** START **
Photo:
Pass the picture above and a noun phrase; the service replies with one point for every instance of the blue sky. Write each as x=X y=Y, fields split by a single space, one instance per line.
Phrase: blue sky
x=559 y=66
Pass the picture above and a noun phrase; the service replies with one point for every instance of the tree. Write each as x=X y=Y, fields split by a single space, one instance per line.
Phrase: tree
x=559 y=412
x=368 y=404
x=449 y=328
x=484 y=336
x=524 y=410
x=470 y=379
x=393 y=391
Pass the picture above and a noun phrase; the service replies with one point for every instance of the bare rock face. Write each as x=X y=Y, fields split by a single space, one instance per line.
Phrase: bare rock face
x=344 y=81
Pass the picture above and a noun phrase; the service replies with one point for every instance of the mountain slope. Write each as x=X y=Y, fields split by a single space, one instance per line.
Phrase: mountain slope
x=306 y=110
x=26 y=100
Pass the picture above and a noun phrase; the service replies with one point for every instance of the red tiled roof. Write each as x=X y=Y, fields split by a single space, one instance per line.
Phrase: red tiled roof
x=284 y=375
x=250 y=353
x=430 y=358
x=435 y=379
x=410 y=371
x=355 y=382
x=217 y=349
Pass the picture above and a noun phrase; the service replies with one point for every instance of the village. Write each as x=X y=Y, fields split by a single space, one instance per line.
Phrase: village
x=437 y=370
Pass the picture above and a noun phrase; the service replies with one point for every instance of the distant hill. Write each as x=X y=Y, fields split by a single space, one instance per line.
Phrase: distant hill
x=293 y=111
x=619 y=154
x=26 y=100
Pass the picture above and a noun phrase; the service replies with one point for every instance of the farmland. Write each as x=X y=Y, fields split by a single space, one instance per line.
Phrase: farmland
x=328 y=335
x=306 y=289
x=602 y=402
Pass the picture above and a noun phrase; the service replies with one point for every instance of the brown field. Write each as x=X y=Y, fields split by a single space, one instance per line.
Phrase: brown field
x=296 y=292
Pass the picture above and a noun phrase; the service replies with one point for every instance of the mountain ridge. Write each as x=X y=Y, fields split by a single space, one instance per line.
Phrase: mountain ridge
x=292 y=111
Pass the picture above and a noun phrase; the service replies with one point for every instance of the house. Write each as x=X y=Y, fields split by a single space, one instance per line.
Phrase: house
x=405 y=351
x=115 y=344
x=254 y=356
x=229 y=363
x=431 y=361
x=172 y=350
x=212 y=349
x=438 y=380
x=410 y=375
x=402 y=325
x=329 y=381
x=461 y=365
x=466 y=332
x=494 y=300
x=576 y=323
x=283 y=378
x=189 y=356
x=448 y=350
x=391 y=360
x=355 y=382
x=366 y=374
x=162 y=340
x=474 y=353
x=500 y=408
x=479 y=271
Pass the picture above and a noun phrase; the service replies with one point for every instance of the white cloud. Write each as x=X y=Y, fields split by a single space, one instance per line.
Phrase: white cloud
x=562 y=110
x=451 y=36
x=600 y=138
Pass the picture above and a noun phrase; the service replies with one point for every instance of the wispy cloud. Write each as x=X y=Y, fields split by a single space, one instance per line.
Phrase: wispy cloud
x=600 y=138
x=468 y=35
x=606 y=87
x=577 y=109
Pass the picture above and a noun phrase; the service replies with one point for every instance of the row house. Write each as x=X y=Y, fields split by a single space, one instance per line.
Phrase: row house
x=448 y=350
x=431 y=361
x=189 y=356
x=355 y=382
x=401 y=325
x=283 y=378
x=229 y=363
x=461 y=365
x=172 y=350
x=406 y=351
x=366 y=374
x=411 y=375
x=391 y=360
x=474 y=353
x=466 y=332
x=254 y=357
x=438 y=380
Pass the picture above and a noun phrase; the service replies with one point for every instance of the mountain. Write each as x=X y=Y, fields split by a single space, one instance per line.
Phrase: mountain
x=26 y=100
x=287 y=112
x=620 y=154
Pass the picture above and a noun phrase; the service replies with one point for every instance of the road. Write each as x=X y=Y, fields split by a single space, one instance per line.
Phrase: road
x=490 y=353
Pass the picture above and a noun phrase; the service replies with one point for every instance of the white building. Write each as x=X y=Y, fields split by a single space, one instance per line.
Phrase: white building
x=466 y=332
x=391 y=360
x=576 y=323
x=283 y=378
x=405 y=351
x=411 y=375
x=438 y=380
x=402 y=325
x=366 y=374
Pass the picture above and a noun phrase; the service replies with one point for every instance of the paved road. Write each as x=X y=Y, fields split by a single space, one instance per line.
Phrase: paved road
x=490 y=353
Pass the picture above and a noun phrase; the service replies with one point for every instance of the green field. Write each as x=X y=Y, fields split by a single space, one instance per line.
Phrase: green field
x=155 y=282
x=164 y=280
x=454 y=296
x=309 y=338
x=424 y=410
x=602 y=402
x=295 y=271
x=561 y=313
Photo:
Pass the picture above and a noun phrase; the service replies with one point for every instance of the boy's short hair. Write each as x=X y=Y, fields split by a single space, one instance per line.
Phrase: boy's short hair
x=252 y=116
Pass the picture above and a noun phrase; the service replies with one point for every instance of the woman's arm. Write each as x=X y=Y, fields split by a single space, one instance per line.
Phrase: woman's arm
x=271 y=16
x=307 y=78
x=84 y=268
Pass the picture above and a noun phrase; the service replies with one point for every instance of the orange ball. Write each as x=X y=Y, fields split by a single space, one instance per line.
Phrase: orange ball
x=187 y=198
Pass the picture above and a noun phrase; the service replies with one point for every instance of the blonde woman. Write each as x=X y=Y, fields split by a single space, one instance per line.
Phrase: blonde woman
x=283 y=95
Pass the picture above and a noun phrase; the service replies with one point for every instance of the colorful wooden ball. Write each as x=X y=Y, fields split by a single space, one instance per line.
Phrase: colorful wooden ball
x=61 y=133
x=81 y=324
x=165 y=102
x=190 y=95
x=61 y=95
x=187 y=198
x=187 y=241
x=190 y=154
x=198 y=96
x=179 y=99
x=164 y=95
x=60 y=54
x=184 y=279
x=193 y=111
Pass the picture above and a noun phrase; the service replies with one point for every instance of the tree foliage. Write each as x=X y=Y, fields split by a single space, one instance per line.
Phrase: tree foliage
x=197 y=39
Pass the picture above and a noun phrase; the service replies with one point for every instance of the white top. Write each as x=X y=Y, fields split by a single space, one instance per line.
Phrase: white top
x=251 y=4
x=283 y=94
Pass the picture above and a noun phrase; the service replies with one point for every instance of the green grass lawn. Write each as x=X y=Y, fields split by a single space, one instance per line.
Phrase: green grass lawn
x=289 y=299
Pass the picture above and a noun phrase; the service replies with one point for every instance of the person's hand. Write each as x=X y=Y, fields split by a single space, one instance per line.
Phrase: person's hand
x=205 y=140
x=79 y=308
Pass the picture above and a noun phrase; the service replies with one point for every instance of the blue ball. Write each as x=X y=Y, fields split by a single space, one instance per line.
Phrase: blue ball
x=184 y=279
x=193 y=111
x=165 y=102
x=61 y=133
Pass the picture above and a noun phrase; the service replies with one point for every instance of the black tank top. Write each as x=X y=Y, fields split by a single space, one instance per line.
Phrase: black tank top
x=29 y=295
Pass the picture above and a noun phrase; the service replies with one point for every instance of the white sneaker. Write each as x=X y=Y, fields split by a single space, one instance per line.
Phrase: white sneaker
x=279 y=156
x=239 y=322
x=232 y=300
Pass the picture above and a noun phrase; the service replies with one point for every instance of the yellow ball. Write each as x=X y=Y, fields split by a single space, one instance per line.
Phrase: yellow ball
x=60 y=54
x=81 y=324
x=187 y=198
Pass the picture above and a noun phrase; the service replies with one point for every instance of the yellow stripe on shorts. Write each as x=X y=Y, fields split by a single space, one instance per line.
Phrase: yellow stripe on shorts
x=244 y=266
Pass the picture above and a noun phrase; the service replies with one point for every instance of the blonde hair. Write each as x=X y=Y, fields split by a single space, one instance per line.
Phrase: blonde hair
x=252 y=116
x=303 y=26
** END **
* REQUIRED TASK: Reproduce word for word the part of the rows that opens with the line containing "the yellow ball." and closes with the final line of the rows, including both of those lines.

* WRITTEN SOLUTION:
Pass the picture above and a noun phrase; the service replies with one point for every instance of the yellow ball. Write each as x=X y=Y, fields split by a single space, one instance per line.
Phrase: yellow ball
x=60 y=54
x=81 y=324
x=187 y=198
Pass the picture above and a noun phrase; the service replies with one point for every instance of the yellow stripe on shorts. Write each as x=X y=Y, fields split by a single space, one instance per line.
Phrase: yellow stripe on shorts
x=244 y=266
Pass the picture above and a noun phrase; the service replies with one point for every instance of the blonde hair. Write each as x=X y=Y, fields split by a single space, one instance per line.
Phrase: blonde hair
x=252 y=116
x=303 y=26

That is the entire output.